WHAT IS NEEDED:
Print every one of the entries below verbatim, omitting the pictures from your output.

━━ THE DATA ━━

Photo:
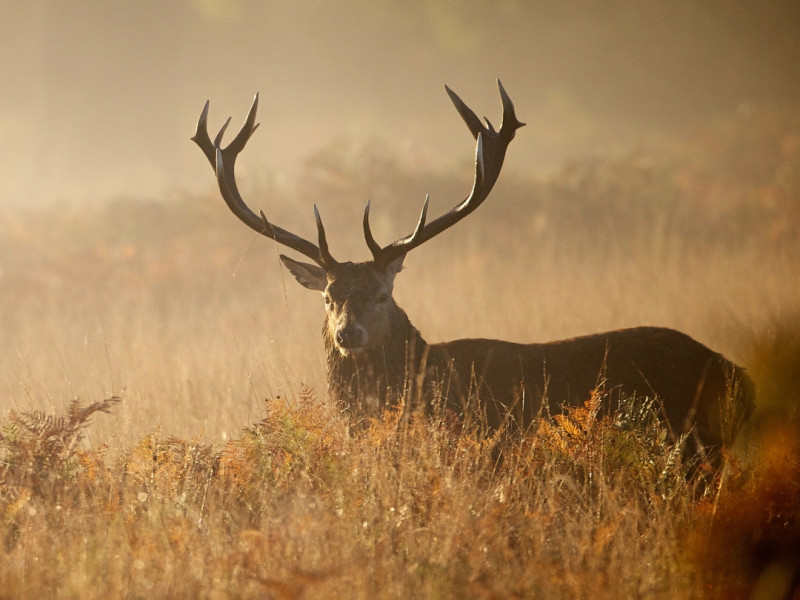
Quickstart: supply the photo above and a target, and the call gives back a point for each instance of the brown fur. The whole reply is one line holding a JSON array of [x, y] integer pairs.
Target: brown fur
[[496, 383]]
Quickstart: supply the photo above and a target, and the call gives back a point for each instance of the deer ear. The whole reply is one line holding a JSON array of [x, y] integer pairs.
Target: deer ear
[[394, 267], [309, 276]]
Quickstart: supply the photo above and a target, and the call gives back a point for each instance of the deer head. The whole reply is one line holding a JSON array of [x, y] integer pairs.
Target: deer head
[[361, 312]]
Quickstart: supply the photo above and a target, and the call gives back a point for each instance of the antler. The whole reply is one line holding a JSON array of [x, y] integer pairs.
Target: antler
[[489, 154], [223, 161]]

━━━

FULL OUTPUT:
Photo:
Quickstart: supply the photo above and a target, and the call gives back a point for each instance of the brown fur. The whole reply is one line holding a JSON array of [x, y] integer pairs.
Target: brown fur
[[496, 383]]
Quickstart: supply the photo above and a target, and the call gives back a point for each instance of the deer ear. The whole reply is one line holding a JSON array of [x, y] integer pairs.
Target: deer ear
[[394, 267], [309, 276]]
Quickstart: supply the photo above and a target, and the call gives back a point for each instance of the deer head. The whole reply is one line holding a JSON array of [x, y] integer pairs.
Target: deer head
[[361, 312]]
Quickstart: supply the photo above and a target, and the call gives back a point for each instance of the antler. The whole reply is one line holding a JSON array of [x, y] integer pairs.
Target: antler
[[489, 154], [223, 161]]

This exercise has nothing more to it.